[Exercise aim]: Repeat the lines that follow, leaving nothing out.

══════

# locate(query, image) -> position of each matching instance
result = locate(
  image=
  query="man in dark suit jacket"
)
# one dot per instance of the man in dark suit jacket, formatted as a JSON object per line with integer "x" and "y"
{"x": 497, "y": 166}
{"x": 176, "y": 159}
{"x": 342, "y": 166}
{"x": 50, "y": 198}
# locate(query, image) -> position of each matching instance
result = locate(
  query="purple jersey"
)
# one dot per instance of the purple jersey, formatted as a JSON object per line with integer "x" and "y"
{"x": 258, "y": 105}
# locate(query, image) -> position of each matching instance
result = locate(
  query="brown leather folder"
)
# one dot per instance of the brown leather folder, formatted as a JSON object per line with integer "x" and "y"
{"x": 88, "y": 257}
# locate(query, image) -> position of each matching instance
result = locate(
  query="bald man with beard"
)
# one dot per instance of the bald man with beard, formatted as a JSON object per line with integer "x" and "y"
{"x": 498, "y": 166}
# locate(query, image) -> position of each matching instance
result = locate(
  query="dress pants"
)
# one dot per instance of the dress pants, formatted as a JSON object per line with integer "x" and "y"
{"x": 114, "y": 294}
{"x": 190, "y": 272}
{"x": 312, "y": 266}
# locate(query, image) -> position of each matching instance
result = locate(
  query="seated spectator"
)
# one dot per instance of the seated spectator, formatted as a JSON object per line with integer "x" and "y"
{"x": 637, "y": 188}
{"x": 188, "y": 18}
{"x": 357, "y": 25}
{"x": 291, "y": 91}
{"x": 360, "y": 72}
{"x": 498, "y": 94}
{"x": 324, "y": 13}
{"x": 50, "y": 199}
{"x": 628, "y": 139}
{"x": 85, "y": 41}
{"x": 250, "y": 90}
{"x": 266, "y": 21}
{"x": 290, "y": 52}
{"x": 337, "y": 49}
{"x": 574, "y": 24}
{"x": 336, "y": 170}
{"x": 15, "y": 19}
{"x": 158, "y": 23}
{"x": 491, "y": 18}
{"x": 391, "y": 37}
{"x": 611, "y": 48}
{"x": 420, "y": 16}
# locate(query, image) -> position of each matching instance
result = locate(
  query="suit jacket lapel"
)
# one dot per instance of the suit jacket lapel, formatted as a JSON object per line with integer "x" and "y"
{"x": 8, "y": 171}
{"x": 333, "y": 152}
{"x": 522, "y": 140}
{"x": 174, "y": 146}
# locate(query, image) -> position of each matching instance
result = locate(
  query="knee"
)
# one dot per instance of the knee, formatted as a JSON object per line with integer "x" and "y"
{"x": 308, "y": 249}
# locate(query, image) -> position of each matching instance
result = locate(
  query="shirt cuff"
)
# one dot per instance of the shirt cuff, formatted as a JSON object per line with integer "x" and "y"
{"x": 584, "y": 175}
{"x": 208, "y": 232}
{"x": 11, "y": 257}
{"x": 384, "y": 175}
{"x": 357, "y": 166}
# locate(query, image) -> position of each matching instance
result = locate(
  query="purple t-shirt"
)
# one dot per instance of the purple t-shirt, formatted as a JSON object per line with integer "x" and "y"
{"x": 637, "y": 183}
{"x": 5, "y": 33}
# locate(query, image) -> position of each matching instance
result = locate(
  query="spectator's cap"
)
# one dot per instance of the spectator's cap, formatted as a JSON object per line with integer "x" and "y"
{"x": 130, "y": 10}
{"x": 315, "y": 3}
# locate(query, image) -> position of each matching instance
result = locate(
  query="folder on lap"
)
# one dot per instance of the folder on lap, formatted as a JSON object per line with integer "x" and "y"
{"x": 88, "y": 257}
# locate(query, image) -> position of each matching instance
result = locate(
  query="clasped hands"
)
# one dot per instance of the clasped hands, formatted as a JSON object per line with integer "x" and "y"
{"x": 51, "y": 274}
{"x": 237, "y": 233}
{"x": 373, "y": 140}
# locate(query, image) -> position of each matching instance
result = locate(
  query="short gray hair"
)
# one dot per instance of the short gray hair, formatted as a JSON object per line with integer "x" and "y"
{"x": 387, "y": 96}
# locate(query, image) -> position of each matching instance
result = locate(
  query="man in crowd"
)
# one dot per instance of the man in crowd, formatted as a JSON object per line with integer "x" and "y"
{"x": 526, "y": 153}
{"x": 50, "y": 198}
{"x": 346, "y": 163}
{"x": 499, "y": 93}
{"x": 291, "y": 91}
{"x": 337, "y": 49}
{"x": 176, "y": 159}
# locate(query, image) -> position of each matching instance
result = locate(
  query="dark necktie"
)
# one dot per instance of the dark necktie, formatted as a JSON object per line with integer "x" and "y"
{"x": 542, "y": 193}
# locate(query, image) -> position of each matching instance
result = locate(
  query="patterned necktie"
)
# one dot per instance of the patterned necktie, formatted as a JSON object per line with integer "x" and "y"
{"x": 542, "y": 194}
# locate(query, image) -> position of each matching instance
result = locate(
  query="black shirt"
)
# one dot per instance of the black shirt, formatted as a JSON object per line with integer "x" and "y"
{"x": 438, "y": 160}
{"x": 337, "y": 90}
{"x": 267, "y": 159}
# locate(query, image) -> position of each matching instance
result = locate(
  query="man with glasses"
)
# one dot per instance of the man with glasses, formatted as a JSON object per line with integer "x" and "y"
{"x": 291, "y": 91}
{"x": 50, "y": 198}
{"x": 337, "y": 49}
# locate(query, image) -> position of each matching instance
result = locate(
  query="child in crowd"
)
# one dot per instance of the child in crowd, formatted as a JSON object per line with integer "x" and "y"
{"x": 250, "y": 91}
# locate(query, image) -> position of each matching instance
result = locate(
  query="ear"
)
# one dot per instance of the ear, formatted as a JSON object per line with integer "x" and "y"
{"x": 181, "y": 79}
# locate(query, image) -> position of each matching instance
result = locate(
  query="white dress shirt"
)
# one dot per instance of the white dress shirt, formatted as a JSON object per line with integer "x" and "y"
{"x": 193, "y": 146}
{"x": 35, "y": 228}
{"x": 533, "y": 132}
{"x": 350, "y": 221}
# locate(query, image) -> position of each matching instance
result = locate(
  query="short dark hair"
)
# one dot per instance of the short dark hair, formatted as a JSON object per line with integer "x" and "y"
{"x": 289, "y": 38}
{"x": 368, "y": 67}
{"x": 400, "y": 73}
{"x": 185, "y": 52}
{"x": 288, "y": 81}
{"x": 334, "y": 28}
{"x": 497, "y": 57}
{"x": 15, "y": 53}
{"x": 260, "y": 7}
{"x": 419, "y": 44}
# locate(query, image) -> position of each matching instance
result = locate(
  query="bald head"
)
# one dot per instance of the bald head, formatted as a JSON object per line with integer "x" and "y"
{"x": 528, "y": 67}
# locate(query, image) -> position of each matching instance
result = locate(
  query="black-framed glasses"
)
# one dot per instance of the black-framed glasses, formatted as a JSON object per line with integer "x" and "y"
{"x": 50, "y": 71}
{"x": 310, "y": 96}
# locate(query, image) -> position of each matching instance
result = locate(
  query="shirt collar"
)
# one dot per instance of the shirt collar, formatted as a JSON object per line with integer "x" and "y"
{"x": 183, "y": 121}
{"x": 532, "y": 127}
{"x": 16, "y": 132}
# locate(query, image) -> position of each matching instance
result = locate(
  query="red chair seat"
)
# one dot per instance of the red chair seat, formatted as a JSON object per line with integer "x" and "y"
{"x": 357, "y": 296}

══════

[Response to the exercise]:
# locate(query, image) -> position of each matching instance
result = locate(
  image=
  query="man in dark suit jacket"
)
# one dot per instance of the man in dark suit jacket, formatted as a JSON object per line with integer "x" and "y"
{"x": 497, "y": 166}
{"x": 176, "y": 159}
{"x": 342, "y": 166}
{"x": 50, "y": 198}
# locate(query, image) -> position of each matching instance
result = locate(
  query="purple jersey"
)
# one dot per instance of the purple jersey, formatted as a JSON object per line with integer "x" and "y"
{"x": 258, "y": 105}
# locate(query, image) -> position of each matching instance
result = locate(
  query="brown leather folder"
)
# one dot per instance of the brown leather folder, formatted as a JSON object per line with integer "x" and "y"
{"x": 88, "y": 257}
# locate(query, image) -> position of each matching instance
result = locate(
  query="bald man with beard"
)
# one dot per instance of the bald man with beard, formatted as a JSON object per line with integer "x" and "y"
{"x": 498, "y": 166}
# locate(query, image) -> position of each matching instance
result = locate(
  query="dress pants"
)
# one dot per instance of the dress pants, formatted as a JSON object per line with integer "x" and "y"
{"x": 114, "y": 294}
{"x": 190, "y": 272}
{"x": 312, "y": 266}
# locate(query, image) -> position of each matching instance
result = locate(
  query="seated spectator"
)
# one dot per instance of the seated spectator, formatted as a JSON object per line with integer "x" and "y"
{"x": 637, "y": 188}
{"x": 188, "y": 18}
{"x": 357, "y": 25}
{"x": 291, "y": 91}
{"x": 360, "y": 72}
{"x": 498, "y": 94}
{"x": 324, "y": 13}
{"x": 50, "y": 199}
{"x": 628, "y": 139}
{"x": 85, "y": 41}
{"x": 250, "y": 90}
{"x": 266, "y": 21}
{"x": 290, "y": 52}
{"x": 337, "y": 49}
{"x": 574, "y": 24}
{"x": 336, "y": 170}
{"x": 15, "y": 19}
{"x": 158, "y": 23}
{"x": 491, "y": 18}
{"x": 391, "y": 37}
{"x": 611, "y": 48}
{"x": 420, "y": 16}
# locate(query, image) -> position of each matching instance
result = locate(
  query="suit jacket lapel"
)
# one dot per instance of the suit jacket lapel, formatted as a JSON object per line with integer "x" and "y"
{"x": 8, "y": 171}
{"x": 333, "y": 152}
{"x": 522, "y": 140}
{"x": 174, "y": 146}
# locate(query, image) -> position of each matching instance
result = locate(
  query="knee"
)
# one dot per instance of the knee, formatted as a JSON object per line with integer "x" and "y"
{"x": 308, "y": 249}
# locate(query, image) -> position of each matching instance
result = locate(
  query="shirt cuff"
)
# one dot per instance of the shirt cuff, formatted as a JSON object per line with integer "x" and "y"
{"x": 584, "y": 175}
{"x": 208, "y": 232}
{"x": 11, "y": 257}
{"x": 384, "y": 175}
{"x": 357, "y": 166}
# locate(query, image) -> position of each matching instance
result = locate(
  query="purple t-shirt"
)
# one dot per instance of the purple t-shirt, formatted as a JSON object per line with integer "x" and "y"
{"x": 637, "y": 183}
{"x": 5, "y": 33}
# locate(query, image) -> position of each matching instance
result = locate(
  query="spectator's cap"
)
# one dot per instance of the spectator's cap, formatted as a JSON object per line with integer "x" and "y"
{"x": 130, "y": 10}
{"x": 315, "y": 3}
# locate(query, image) -> position of each matching instance
result = locate(
  query="folder on lap"
)
# one dot per instance of the folder on lap, formatted as a JSON object per line with integer "x" and "y"
{"x": 88, "y": 257}
# locate(query, image) -> position of each matching instance
result = locate(
  query="clasped hands"
)
# one dot per instance of the clasped hands, formatted as a JSON object per line with integer "x" and "y"
{"x": 51, "y": 274}
{"x": 237, "y": 233}
{"x": 373, "y": 140}
# locate(query, image) -> position of each matching instance
result = locate(
  query="short gray hair"
)
# one dot per instance of the short gray hair, formatted as a JSON object per line with integer "x" and "y"
{"x": 387, "y": 96}
# locate(query, image) -> position of each matching instance
result = locate(
  query="man in crowd"
)
# one dot per instance of the man in crowd, formatted as a JSON object per line with integer "x" and "y"
{"x": 526, "y": 153}
{"x": 50, "y": 198}
{"x": 346, "y": 163}
{"x": 499, "y": 93}
{"x": 291, "y": 91}
{"x": 337, "y": 49}
{"x": 176, "y": 159}
# locate(query, image) -> position of each matching instance
result = locate(
  query="dark necktie"
)
# one dot per instance of the dark necktie, formatted as a JSON object per line with integer "x" and "y"
{"x": 542, "y": 193}
# locate(query, image) -> position of each matching instance
result = locate(
  query="patterned necktie"
)
# one dot per instance of the patterned necktie, formatted as a JSON object per line with integer "x" and "y"
{"x": 542, "y": 194}
# locate(query, image) -> position of each matching instance
result = locate(
  query="black shirt"
)
# one dot per instance of the black shirt, formatted as a JSON object per line with integer "x" and "y"
{"x": 438, "y": 160}
{"x": 337, "y": 90}
{"x": 267, "y": 159}
# locate(query, image) -> position of each matching instance
result = locate(
  query="man with glasses"
)
# one dot per instance of the man with glasses, formatted as a JSON object per line with integer "x" and "y"
{"x": 291, "y": 91}
{"x": 50, "y": 198}
{"x": 337, "y": 49}
# locate(query, image) -> position of each matching instance
result = locate(
  query="child in crowd"
)
# one dot per instance of the child in crowd, formatted as a JSON object per line with integer "x" and "y"
{"x": 250, "y": 91}
# locate(query, image) -> position of each matching instance
result = locate(
  query="ear"
)
# one dot per instance of the ear, formatted as a JSON object per line with integer "x" and "y"
{"x": 181, "y": 79}
# locate(query, image) -> position of each matching instance
result = locate(
  query="white dress shirt"
)
# one dot per instance of the white dress shirt, formatted as a JSON object per line with integer "x" and "y"
{"x": 193, "y": 146}
{"x": 35, "y": 228}
{"x": 533, "y": 132}
{"x": 350, "y": 221}
# locate(query, image) -> position of each matching instance
result = locate(
  query="short dark hair"
)
# one dot per instance of the short dark hair, formatted as a JSON object per line with integer "x" and "y"
{"x": 289, "y": 38}
{"x": 368, "y": 67}
{"x": 400, "y": 73}
{"x": 185, "y": 52}
{"x": 288, "y": 81}
{"x": 334, "y": 28}
{"x": 497, "y": 57}
{"x": 15, "y": 53}
{"x": 260, "y": 7}
{"x": 419, "y": 44}
# locate(query, image) -> position of each matching instance
result = locate(
  query="bald head"
)
# one dot per instance of the bald head, formatted as a JSON object per line with integer "x" and "y"
{"x": 528, "y": 67}
# locate(query, image) -> position of each matching instance
result = locate(
  query="black-framed glasses"
)
# one dot per instance of the black-framed glasses, formatted as a JSON object per line with integer "x" and "y"
{"x": 50, "y": 71}
{"x": 310, "y": 96}
# locate(query, image) -> position of each matching instance
result = locate(
  query="shirt collar"
)
# one dot per instance of the shirt collar, formatted as a JSON object per line with integer "x" and "y"
{"x": 183, "y": 121}
{"x": 532, "y": 127}
{"x": 16, "y": 132}
# locate(query, image) -> position of each matching instance
result = locate(
  query="red chair seat"
)
# one dot per instance of the red chair seat, formatted as a JSON object per line with integer "x" and "y"
{"x": 357, "y": 296}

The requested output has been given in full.